Each line that has the string "korean" must be copied from the records below.

**** DATASET ENTRIES ****

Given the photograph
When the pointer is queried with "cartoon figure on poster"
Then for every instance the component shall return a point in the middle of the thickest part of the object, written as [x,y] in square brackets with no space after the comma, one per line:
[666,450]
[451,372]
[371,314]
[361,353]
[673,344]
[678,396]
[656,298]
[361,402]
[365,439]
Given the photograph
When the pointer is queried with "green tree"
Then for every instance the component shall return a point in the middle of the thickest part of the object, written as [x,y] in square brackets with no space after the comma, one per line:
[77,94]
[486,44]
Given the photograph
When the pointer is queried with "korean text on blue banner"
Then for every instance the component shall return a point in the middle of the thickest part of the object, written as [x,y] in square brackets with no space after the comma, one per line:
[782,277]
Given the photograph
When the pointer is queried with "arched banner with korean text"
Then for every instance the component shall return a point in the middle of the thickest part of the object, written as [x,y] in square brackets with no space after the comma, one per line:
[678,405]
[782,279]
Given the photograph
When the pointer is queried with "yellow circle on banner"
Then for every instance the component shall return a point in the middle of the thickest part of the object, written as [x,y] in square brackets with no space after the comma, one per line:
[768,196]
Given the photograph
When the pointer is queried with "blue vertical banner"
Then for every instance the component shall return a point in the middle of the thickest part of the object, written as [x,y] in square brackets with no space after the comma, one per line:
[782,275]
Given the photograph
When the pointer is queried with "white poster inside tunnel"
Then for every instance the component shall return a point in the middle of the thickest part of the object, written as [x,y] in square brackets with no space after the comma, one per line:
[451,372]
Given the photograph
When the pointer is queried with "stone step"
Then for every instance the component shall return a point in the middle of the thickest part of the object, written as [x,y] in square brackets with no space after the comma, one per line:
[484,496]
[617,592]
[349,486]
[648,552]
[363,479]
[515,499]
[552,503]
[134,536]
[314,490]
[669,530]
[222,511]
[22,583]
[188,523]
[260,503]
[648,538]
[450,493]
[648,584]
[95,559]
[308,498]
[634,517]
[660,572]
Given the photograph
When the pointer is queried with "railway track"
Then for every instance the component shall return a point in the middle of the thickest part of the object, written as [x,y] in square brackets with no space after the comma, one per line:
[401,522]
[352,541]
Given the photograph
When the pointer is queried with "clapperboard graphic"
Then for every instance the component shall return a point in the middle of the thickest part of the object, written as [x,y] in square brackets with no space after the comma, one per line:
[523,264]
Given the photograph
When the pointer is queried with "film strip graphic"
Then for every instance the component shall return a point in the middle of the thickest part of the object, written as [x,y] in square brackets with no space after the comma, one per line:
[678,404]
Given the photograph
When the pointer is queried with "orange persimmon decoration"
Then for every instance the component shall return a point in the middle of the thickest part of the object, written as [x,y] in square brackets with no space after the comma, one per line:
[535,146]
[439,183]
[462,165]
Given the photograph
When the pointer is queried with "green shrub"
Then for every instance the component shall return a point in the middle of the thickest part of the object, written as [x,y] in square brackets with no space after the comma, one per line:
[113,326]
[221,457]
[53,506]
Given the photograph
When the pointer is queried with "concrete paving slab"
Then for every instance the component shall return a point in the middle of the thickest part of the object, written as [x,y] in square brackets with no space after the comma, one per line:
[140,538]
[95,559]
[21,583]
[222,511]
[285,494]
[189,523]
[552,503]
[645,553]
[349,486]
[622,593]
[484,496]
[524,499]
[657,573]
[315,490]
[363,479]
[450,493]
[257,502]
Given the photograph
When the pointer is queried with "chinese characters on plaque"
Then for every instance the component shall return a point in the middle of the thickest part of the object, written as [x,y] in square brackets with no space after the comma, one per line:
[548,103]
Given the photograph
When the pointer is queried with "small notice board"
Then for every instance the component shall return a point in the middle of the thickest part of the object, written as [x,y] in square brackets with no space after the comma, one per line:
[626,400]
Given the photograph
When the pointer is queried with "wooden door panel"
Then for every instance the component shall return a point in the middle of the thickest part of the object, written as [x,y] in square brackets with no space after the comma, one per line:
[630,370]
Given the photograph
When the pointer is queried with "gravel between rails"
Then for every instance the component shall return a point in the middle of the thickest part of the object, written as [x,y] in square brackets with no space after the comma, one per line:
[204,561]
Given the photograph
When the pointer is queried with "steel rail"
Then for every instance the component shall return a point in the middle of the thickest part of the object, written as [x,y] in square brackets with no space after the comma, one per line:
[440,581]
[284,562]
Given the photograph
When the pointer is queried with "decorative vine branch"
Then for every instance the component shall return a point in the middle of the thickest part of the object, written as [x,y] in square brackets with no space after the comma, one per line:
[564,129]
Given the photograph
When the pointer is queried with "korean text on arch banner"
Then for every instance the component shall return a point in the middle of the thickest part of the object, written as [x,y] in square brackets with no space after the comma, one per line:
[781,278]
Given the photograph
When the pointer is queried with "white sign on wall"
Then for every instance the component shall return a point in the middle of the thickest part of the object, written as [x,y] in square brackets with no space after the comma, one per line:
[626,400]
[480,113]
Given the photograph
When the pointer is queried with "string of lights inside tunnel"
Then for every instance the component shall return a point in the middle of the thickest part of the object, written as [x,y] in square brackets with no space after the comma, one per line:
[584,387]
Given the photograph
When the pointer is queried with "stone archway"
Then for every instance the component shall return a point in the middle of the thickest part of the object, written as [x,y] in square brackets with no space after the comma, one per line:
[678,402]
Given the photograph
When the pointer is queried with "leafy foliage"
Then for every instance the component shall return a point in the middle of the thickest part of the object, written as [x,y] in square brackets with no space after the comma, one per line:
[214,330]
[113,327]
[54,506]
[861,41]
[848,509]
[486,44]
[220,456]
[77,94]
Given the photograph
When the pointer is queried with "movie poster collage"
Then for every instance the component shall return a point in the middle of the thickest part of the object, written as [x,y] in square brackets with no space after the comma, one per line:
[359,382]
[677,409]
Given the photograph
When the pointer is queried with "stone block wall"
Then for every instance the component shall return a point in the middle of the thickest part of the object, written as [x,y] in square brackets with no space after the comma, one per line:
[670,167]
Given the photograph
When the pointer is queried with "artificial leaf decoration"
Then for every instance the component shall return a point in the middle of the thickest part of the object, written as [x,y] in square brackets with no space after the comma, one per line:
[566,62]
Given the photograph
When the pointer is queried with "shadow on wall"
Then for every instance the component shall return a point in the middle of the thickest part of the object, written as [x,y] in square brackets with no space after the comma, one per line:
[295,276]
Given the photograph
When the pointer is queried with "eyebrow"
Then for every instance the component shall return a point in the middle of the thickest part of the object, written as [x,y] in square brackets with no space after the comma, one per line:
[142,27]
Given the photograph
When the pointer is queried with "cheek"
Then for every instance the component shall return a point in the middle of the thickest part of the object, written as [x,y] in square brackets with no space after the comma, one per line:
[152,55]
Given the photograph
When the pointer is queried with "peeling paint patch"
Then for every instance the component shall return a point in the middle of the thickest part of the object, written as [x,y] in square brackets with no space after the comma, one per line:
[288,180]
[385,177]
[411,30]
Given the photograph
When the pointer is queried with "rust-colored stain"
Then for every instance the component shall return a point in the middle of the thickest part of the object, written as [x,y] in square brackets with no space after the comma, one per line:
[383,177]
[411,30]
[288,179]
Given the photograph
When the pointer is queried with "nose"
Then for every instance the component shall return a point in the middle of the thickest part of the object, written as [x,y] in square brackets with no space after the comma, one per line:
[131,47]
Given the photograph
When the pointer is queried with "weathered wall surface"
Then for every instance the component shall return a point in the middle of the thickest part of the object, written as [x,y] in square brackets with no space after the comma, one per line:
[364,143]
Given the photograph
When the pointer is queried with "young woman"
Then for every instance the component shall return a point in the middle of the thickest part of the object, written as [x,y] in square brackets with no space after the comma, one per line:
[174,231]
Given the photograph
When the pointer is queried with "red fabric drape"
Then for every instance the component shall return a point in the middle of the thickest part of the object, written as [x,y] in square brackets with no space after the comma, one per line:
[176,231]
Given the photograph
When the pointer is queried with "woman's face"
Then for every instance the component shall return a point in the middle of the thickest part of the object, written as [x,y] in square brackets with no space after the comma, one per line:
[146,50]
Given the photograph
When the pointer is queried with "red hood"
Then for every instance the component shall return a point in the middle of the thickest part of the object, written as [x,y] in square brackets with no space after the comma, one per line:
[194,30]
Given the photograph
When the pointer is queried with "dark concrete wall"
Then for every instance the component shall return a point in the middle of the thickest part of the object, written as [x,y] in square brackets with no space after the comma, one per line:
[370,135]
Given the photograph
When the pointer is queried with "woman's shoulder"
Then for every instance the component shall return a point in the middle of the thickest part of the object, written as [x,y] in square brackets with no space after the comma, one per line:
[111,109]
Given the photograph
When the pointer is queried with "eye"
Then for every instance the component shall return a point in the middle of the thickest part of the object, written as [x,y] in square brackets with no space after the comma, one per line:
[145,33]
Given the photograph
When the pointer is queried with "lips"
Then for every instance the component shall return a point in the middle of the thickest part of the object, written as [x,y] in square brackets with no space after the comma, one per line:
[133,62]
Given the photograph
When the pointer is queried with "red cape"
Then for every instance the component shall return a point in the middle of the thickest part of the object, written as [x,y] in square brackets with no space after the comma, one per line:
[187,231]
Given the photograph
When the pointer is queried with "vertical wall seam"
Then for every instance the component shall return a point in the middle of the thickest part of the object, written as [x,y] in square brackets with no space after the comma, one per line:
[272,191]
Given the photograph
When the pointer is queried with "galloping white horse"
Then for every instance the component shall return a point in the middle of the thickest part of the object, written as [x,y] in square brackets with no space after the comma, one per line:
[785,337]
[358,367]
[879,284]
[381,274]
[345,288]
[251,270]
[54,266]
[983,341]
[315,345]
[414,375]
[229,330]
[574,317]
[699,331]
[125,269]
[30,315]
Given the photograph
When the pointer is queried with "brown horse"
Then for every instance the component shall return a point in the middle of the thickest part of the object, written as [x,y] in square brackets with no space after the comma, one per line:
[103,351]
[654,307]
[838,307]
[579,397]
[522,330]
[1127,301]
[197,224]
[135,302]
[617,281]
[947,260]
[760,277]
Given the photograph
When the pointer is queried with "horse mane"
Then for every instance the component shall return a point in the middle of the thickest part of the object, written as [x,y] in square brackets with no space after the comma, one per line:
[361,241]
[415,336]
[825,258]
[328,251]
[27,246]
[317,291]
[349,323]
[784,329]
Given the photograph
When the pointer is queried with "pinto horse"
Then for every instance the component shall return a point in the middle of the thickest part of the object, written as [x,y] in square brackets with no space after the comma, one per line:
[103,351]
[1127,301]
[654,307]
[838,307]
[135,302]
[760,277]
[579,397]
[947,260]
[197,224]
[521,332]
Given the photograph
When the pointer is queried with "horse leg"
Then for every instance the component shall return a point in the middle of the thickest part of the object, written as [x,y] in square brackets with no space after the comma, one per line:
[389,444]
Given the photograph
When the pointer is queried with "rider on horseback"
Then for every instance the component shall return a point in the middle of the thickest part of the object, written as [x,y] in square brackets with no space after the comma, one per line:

****

» **EXERCISE RESULT**:
When the pointer is queried with "korean text on blue banner"
When the pointer is queried with "arched banner with korean text"
When the pointer is queried with "korean text on arch banner"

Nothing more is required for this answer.